▶ _Do this_: Everything from the line holding "Reviewer note: every instance of the woman's face" through the last line below must be repeated exactly, and nothing else.

▶ _Supplied material_:
---------------

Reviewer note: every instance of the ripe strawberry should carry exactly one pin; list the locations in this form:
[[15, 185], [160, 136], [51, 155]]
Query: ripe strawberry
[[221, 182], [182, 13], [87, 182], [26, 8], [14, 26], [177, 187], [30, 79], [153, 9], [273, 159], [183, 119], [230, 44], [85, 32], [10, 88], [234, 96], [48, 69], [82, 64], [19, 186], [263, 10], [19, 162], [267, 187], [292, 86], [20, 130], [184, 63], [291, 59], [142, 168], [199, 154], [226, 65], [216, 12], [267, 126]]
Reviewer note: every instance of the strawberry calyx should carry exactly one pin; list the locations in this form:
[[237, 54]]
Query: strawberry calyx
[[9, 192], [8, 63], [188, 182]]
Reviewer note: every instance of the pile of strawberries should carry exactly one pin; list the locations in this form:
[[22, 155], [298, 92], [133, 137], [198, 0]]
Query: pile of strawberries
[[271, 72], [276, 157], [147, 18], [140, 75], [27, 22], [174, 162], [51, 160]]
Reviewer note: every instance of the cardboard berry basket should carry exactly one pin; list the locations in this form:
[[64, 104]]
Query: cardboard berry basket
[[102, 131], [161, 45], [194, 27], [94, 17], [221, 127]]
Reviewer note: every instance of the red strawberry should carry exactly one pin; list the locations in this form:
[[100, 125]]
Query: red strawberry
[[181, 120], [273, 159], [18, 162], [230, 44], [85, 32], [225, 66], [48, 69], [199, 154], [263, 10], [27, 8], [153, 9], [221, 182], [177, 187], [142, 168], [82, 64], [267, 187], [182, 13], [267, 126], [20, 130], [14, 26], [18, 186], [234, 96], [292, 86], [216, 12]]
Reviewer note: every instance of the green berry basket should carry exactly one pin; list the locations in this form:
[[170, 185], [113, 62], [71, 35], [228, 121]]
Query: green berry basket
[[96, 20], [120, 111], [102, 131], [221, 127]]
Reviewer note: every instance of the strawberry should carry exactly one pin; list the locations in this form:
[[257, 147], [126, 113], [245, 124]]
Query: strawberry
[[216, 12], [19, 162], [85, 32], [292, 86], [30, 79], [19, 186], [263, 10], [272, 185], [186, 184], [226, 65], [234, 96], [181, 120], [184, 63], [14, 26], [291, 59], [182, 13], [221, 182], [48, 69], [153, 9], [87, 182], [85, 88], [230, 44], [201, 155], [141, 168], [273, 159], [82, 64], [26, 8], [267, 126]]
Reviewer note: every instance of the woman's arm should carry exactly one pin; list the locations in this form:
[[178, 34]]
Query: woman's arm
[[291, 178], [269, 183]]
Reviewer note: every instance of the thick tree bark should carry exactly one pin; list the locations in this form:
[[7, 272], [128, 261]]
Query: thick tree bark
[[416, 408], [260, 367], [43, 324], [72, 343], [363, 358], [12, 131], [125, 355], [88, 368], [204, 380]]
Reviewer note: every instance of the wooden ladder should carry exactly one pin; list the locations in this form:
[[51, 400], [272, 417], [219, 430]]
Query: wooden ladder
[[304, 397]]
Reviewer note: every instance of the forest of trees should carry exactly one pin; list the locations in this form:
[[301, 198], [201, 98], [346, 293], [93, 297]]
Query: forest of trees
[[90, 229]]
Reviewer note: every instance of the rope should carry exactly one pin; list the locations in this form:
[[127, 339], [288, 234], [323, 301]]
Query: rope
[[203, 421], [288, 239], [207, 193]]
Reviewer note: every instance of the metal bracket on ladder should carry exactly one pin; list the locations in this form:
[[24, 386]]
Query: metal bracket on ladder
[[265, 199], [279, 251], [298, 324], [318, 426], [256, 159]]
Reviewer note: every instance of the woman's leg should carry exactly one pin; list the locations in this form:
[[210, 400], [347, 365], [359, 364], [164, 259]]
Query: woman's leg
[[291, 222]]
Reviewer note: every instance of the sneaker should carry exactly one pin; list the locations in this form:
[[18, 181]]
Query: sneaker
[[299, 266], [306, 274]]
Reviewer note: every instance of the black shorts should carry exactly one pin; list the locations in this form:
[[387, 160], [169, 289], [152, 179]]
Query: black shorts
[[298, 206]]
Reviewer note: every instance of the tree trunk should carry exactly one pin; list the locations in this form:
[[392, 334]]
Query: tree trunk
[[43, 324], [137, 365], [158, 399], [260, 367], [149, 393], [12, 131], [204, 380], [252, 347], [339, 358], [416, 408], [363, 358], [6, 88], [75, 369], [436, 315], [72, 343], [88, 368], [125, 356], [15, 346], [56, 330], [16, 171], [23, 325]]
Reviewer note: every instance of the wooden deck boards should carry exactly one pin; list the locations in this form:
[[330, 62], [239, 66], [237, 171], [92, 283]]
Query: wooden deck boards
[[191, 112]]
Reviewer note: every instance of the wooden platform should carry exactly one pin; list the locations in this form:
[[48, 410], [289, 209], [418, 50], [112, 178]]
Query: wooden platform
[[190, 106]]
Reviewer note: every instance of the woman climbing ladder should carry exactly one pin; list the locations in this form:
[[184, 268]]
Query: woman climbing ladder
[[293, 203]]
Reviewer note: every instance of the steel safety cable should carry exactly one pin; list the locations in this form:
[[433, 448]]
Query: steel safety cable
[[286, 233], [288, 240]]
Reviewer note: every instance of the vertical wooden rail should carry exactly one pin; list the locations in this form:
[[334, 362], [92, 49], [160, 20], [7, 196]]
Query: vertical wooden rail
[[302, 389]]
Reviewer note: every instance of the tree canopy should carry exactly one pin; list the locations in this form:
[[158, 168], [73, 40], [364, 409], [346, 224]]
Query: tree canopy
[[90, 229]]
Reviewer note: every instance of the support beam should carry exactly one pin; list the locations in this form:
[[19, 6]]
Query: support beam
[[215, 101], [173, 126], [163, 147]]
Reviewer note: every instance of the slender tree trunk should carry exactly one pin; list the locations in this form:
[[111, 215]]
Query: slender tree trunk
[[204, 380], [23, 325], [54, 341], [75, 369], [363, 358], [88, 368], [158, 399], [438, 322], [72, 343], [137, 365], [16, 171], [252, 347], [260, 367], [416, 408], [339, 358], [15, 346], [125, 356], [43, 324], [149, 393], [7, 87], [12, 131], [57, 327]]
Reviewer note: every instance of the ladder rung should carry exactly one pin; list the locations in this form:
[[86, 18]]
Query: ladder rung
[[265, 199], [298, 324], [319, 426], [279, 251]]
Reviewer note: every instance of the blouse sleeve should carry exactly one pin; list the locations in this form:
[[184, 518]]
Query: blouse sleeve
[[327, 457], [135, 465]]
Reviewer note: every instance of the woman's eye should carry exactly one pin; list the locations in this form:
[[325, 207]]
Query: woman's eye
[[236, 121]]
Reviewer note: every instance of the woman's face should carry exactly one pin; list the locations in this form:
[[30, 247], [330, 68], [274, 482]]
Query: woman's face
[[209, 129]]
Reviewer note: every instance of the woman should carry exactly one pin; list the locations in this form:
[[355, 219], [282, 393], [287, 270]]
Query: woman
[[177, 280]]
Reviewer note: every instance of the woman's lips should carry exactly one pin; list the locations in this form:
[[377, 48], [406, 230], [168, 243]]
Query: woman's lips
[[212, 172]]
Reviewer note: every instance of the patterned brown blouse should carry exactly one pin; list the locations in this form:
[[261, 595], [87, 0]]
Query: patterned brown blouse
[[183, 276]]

---------------

▶ _Solved exercise_:
Reviewer note: every instance of the woman's face should carry exactly one pin; list the locations in this form:
[[30, 247], [330, 68], [274, 482]]
Query: woman's face
[[209, 129]]
Reviewer note: every instance of the woman should carry exactly one pin; list the locations in this form:
[[355, 219], [282, 393], [287, 270]]
Query: woman
[[177, 280]]
Reviewer note: every instance of the woman's lips should carry exactly one pin; list the locations in this form:
[[377, 48], [406, 230], [168, 243]]
Query: woman's lips
[[212, 172]]
Reviewer note: every instance of the patterned brown blouse should carry exactly one pin; list the locations in this form:
[[261, 595], [87, 0]]
Query: patterned brown blouse
[[183, 276]]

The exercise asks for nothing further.